Problem details
Transcribe only the part of the listing below that begins at the line containing "Note for the class: annotate every instance of the roof rack" and runs to its final line, keeping both ends.

Dataset records
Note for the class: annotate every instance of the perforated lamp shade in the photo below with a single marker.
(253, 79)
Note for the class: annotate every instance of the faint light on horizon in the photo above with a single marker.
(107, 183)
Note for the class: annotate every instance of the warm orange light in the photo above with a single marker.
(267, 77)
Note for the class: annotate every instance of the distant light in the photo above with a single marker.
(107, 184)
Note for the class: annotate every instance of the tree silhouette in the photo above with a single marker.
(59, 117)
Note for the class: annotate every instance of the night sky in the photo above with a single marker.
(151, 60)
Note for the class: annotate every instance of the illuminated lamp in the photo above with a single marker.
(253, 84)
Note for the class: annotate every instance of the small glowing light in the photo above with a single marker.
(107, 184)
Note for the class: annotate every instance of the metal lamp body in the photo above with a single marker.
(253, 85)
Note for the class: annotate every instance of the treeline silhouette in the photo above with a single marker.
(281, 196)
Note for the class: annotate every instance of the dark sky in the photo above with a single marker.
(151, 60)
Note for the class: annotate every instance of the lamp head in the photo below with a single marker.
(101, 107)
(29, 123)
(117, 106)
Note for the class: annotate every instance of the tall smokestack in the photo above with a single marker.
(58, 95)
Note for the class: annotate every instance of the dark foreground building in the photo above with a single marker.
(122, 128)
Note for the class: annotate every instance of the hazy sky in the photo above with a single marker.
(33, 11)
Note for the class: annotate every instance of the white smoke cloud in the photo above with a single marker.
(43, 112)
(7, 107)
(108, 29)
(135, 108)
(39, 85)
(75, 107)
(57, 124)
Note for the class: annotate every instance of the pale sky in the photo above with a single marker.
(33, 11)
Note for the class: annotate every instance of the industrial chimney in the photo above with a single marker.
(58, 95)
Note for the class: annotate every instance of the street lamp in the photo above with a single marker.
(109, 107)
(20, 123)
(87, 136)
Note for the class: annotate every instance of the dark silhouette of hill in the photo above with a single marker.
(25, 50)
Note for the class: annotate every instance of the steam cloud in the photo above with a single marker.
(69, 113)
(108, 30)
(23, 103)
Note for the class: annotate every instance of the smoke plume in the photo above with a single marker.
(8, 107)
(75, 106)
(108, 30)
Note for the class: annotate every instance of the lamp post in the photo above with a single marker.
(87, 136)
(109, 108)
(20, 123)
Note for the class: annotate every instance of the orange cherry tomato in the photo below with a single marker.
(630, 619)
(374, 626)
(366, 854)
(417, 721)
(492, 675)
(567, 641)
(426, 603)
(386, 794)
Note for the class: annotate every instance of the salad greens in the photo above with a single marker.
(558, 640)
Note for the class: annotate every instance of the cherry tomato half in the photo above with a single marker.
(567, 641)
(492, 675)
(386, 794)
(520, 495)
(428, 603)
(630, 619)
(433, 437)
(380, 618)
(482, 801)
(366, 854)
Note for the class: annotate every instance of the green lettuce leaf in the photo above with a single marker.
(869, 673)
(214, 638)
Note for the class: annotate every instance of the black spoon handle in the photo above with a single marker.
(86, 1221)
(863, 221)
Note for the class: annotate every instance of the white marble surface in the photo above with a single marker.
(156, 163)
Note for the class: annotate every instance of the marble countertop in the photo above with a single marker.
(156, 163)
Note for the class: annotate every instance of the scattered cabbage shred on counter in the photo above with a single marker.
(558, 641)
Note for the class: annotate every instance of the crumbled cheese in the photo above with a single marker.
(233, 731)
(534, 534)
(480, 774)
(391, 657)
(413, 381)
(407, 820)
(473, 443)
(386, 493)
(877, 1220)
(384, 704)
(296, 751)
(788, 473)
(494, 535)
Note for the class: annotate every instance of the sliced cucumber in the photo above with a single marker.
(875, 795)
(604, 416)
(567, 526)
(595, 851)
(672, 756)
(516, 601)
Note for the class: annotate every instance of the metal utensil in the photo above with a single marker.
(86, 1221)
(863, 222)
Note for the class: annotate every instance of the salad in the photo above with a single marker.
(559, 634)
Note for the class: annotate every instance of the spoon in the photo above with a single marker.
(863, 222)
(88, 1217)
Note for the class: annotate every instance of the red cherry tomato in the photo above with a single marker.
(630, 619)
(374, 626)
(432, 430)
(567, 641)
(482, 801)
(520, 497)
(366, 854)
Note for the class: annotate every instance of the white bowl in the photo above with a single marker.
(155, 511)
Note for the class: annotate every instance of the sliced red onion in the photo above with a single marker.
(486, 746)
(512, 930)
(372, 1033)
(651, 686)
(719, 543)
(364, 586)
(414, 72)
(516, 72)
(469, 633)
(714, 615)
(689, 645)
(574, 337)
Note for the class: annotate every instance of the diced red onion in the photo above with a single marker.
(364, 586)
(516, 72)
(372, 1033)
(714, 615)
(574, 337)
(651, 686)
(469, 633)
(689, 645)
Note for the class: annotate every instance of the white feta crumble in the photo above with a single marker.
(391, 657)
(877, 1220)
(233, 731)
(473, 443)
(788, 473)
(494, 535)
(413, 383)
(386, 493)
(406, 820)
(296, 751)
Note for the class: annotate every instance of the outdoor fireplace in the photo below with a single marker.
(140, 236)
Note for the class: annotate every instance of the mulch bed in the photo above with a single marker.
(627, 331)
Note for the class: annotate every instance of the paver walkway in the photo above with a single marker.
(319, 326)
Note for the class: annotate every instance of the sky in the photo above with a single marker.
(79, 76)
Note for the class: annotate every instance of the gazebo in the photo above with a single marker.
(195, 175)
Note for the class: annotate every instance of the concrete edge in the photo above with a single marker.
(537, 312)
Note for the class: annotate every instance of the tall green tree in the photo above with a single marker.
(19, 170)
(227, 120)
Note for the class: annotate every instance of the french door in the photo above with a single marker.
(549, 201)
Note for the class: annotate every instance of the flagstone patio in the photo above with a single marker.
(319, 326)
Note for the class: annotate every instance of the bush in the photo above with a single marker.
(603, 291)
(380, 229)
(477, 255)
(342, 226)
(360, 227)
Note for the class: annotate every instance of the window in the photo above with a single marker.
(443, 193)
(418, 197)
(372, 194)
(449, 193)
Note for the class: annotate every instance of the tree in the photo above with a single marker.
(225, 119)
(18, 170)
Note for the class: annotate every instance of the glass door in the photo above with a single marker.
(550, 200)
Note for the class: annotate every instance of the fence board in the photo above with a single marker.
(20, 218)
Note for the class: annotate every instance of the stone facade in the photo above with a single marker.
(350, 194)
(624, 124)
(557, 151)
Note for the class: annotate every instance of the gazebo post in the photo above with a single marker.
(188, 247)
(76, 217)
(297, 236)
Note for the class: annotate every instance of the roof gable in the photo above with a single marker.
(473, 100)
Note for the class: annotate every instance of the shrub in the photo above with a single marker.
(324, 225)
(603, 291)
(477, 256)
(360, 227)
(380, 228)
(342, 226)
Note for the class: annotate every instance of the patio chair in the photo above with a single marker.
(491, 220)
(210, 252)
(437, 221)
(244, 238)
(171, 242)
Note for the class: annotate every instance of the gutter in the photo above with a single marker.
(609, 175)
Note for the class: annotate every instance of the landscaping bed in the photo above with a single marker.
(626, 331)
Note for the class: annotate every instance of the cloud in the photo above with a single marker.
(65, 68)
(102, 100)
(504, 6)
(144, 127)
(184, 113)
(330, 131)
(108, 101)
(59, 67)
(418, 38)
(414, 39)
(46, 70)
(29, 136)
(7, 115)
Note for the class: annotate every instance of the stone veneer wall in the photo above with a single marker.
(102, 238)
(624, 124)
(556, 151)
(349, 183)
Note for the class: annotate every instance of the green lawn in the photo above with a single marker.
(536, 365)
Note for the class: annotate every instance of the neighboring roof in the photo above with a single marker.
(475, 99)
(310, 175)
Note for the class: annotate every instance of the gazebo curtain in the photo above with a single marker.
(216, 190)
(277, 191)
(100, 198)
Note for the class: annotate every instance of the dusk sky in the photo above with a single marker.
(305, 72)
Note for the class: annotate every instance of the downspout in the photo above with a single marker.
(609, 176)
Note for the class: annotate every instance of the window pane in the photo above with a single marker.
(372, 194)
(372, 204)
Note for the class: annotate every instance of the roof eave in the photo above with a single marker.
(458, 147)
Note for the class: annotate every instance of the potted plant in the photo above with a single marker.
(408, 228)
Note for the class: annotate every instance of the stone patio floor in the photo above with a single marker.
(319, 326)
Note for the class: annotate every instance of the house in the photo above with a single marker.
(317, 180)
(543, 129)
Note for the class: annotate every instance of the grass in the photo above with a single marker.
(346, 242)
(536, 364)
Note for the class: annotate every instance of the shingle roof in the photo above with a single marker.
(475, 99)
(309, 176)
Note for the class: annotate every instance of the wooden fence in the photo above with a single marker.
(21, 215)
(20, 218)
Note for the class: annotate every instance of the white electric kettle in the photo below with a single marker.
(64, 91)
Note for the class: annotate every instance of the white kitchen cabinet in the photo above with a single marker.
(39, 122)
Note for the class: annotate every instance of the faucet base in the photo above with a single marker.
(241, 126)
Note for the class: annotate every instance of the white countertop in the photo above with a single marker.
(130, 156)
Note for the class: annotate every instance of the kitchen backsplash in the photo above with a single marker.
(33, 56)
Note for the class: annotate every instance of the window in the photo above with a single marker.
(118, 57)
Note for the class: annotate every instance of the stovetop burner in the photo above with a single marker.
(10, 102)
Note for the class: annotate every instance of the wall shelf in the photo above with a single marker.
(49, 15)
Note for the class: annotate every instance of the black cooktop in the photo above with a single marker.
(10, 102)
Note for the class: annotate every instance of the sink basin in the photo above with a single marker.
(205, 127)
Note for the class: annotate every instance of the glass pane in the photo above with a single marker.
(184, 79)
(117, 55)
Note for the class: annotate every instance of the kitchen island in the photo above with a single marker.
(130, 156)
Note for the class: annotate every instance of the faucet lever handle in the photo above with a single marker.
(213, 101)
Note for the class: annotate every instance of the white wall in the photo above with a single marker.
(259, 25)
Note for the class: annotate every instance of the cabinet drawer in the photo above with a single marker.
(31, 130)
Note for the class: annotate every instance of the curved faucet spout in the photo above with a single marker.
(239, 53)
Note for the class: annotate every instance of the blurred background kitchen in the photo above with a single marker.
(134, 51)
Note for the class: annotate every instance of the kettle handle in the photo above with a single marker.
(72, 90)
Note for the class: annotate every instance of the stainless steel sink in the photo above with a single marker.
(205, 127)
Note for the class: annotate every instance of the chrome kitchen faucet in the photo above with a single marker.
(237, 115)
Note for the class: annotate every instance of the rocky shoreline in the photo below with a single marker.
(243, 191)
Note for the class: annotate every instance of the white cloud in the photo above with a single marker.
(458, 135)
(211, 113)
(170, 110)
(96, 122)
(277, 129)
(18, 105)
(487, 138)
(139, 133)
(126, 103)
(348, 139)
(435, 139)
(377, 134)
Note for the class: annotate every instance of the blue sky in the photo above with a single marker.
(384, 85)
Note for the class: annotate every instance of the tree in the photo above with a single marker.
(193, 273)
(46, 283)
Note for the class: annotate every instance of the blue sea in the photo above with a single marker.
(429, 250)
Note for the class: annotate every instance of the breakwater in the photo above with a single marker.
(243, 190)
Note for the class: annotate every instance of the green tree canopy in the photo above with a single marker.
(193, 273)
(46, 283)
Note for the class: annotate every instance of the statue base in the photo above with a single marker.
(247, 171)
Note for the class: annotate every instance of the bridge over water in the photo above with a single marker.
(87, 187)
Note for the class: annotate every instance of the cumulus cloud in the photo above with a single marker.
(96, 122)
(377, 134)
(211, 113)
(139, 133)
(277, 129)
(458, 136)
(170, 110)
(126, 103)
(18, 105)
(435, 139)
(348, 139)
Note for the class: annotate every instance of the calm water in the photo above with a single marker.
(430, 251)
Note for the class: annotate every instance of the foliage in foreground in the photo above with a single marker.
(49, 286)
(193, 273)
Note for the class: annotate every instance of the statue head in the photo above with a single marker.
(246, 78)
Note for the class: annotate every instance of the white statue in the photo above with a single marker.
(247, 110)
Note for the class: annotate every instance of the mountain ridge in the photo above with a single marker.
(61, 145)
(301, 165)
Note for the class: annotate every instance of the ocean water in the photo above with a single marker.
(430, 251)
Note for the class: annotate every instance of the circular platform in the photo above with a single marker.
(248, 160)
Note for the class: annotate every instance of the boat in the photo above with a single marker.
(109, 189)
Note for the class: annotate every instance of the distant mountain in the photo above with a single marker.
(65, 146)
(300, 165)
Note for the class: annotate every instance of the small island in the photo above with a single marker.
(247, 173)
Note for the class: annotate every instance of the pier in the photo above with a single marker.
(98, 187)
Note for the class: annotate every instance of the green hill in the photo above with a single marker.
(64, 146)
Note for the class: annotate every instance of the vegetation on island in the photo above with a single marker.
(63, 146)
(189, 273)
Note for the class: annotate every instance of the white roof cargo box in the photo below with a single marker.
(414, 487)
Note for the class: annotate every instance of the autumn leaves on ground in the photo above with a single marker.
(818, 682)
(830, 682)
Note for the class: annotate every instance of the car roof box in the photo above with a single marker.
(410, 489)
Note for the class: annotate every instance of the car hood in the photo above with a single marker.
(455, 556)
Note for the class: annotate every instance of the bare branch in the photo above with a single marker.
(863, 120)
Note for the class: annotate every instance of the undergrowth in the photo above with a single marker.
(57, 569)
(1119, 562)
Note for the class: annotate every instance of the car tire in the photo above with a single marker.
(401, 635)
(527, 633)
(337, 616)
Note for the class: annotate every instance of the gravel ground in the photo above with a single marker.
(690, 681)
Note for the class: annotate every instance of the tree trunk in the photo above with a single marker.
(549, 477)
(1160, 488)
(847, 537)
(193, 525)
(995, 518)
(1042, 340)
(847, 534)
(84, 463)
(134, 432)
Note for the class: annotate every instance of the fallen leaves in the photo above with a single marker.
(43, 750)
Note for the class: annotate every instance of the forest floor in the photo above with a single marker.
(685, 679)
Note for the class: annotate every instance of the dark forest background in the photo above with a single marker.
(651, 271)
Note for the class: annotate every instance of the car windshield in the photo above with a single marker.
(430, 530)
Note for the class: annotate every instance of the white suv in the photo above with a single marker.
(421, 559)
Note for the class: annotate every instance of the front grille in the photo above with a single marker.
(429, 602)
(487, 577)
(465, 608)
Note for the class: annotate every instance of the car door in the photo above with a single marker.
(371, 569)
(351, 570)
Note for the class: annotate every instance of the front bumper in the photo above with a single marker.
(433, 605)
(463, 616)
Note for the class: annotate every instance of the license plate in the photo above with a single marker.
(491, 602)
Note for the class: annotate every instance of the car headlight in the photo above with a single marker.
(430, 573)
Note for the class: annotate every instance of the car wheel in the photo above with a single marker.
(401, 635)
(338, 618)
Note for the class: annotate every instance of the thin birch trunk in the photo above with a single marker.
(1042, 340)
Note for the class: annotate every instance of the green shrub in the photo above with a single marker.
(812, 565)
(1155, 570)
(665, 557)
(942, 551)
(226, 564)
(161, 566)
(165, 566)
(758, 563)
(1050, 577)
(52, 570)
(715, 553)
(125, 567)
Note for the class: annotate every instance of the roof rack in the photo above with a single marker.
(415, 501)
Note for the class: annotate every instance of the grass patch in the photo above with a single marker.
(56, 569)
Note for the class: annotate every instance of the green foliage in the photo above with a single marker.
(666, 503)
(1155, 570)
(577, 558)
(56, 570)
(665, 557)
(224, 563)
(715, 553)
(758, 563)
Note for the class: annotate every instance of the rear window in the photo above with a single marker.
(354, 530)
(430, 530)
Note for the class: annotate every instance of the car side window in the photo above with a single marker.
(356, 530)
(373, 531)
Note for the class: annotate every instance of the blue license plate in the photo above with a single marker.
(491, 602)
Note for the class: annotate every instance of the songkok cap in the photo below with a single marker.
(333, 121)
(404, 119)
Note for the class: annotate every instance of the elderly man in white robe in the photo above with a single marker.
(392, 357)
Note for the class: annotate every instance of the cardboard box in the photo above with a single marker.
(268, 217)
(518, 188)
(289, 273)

Solution to this problem
Note for the class: annotate every instance of the roof rack in the photo above with a single marker.
(415, 501)
Note for the class: annotate every instance of the grass patch in the photo above with a single marker.
(56, 569)
Note for the class: annotate every instance of the green foliage in the photo above with a single marker.
(666, 503)
(1155, 570)
(577, 558)
(56, 570)
(665, 557)
(224, 563)
(715, 553)
(758, 563)
Note for the class: annotate every instance of the rear window in the photo above with a single marker.
(354, 530)
(430, 530)
Note for the class: annotate every instance of the car side window in the photo above with a single marker.
(356, 530)
(373, 531)
Note for the class: annotate every instance of the blue license plate in the photo above with a single marker.
(491, 602)
Note for the class: annotate every instance of the songkok cap in the photo below with a single marker.
(333, 121)
(404, 119)
Note for the class: annotate every instance of the elderly man in white robe in the photo above with a single marker.
(392, 357)
Note for the class: annotate every instance of the cardboard box in the photo above with a single marker.
(268, 217)
(518, 188)
(289, 273)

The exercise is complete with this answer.